▶ **Text excerpt**
↓
Castration and hormone replacement. Castration (orchiectomy) and hormone replacement was performed by the Swine Hormone Core within the Center for Gender Physiology and Environmental Adaptation, University of Missouri. One week after arrival, sexually mature animals (6 to 7 mo of age) were castrated with aseptic techniques under sedation with xylazine (15 mg/kg im) and ketamine (2.5 mg/kg im) and maintained under anesthesia with 1.5–2.0% isoflurane. Males were castrated (CM) via an incision made through the scrotum over each testicle (intact males; IM) and subsequently randomized to receive testosterone replacement (CMT; Androgel, Solvay Pharmaceuticals, 10 mg/day) or vehicle. Testosterone replacement occurred at the time of castration to avoid disruption of hormonal influence. Females remained gonad intact. Animals were euthanized for study 5–6 wk after surgery.

Hormone assays. Blood samples (5 ml) were collected at the time of surgery before castration and at the time of death. Samples were collected into plain tubes and centrifuged at 1,000 rpm for 5 min, and the serum was decanted and frozen at –80°C until analysis. Testosterone was determined with a commercially available RIA kit (Diagnostic Products; Los Angeles, CA). Essentially, a solid-phase ¹²⁵I-labeled RIA was utilized with a sensitivity of 4 ng/dl and an interassay and intraassay coefficient of variation of 8% and 6%, respectively. Cross-reactivity studies to the antibody established that the RIA was specific for testosterone with only 19-nortestosterone having 20% and 11-ketotestosterone with 16% cross-reactivity. Parallelism studies were also carried out with pooled boar serum, both at the high and low ends of the standard curve, resulting in good linearity.

Preparation of coronary arteries. At the time of death, animals were anesthetized with ketamine (30 mg/kg im) and pentobarbital sodium (35 mg/kg iv) and administered heparin. The hearts were removed and placed in Krebs bicarbonate solution (4°C) during vessel isolation. Conduit (>1.0 mm inner diameter) segments of the right coronary artery (RCA) were trimmed of fat and connective tissue in sterile modified Eagle's minimal essential storage media containing 20 mM HEPES on ice.
↑
▶ **Parts of the exercise**
(a) Translate this sentence from the methods text on castration and hormone replacement into Spanish: "Testosterone replacement occurred at the time of castration to avoid disruption of hormonal influence."
(b) Pick up the methods text on castration and hormone replacement after its final sentence and continue it.
The material that follows comes from a different source than the methods text on castration and hormone replacement.

▶ **Study material**
↓
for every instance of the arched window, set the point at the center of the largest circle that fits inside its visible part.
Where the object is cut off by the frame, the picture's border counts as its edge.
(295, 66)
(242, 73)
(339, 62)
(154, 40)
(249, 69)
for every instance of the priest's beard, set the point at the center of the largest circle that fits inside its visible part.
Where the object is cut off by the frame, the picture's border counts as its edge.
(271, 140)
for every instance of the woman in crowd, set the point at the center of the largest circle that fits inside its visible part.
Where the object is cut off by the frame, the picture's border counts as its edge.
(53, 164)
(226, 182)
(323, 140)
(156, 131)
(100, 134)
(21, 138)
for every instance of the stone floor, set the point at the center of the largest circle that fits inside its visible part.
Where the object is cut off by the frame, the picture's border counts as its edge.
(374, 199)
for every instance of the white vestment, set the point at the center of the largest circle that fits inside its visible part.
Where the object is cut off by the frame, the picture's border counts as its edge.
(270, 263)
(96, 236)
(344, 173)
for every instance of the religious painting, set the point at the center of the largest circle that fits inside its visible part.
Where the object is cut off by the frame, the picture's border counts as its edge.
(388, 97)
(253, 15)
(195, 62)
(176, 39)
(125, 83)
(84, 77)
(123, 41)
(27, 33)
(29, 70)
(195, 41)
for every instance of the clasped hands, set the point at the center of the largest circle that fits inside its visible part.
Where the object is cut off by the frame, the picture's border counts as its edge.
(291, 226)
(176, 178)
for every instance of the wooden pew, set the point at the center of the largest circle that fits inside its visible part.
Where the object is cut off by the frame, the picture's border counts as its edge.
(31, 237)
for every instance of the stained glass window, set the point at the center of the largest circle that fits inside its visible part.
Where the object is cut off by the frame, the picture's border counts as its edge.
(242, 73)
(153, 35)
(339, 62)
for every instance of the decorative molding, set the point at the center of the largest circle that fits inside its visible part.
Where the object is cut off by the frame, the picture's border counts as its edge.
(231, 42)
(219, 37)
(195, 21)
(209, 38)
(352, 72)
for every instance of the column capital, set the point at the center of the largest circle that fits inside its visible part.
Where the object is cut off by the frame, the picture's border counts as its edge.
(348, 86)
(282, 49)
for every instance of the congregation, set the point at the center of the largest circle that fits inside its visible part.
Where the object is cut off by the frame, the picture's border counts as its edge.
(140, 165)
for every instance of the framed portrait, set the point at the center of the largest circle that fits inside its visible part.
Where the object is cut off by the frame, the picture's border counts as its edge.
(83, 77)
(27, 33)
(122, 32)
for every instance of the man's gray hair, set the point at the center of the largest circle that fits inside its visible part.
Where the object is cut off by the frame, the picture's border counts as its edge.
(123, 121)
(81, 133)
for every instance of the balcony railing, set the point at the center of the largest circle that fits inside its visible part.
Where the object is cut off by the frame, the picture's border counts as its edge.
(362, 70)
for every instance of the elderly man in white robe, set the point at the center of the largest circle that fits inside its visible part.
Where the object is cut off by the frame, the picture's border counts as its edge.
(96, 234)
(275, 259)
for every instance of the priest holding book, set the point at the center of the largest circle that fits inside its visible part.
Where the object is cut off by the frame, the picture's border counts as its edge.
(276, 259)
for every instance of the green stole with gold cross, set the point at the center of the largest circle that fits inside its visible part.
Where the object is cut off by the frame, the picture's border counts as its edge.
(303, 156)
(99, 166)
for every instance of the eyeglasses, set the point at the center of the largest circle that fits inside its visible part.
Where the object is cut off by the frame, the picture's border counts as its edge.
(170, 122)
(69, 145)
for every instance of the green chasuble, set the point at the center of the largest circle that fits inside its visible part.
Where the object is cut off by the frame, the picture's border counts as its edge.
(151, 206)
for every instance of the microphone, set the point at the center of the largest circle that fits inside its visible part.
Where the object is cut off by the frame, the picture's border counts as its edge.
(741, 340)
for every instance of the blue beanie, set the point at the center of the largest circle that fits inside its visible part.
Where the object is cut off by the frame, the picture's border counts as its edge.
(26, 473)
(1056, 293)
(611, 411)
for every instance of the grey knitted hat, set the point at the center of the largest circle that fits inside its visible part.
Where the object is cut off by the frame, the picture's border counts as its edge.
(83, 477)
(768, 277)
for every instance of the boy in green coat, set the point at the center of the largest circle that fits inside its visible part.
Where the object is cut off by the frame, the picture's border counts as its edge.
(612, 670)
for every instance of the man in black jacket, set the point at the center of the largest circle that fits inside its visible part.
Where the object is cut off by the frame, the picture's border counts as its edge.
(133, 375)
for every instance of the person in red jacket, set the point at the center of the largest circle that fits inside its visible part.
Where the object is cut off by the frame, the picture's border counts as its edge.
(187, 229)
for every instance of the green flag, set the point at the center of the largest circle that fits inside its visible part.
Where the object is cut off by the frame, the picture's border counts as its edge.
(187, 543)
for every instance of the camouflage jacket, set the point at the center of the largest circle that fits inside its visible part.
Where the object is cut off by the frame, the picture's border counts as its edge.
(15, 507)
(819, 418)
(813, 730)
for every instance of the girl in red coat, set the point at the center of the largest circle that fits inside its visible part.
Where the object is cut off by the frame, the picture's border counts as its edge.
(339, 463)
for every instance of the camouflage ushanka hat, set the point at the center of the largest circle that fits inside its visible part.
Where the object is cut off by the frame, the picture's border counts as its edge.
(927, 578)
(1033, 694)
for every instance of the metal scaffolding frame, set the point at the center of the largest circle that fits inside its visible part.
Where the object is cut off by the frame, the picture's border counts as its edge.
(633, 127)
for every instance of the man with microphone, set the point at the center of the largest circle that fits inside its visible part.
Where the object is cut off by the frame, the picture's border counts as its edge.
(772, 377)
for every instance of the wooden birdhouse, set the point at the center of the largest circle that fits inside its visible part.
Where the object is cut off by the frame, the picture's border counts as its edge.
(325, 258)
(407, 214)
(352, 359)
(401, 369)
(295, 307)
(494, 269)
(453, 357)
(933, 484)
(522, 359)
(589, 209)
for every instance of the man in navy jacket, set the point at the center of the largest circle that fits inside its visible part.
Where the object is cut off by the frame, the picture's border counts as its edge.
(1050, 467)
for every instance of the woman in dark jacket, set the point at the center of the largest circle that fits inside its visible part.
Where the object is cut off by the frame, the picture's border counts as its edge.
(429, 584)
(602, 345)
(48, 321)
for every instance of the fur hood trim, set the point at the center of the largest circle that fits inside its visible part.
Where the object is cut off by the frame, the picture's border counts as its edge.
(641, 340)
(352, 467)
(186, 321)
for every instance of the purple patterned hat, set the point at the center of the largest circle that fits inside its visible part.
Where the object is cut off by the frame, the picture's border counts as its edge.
↑
▶ **Answers given**
(a) La reposición de testosterona se realizó en el momento de la castración para evitar la interrupción de la influencia hormonal.

(b)
CASM cell isolation. Freshly dispersed CASM cells were obtained as described previously (3, 5, 6, 18). RCA were opened longitudinally and pinned, lumen side up, onto a silicone rubber substratum in 2 ml of low-Ca²⁺ solution. Cells were dispersed by incubation in enzyme solution consisting of low-Ca²⁺ (0.1 mM) physiological solution plus 294 U/ml collagenase (CLS II, Worthington), 6.5 U/ml elastase (Worthington), 2 mg/ml bovine serum albumin (fraction V, Sigma), 1 mg/ml soybean trypsin inhibitor (type I-S, Sigma), and 0.4 mg/ml DNase I (type IV, Sigma) for 60 min in a water bath at 37°C. The enzyme solution was then replaced with enzyme-free low-Ca²⁺ solution, and isolated single cells were obtained by repeatedly directing a stream of low-Ca²⁺ solution over the artery via a fire-polished Pasteur pipette. Cell suspensions were stored in low-Ca²⁺ (0.1 mM) buffer at 4°C until use (0–6 h).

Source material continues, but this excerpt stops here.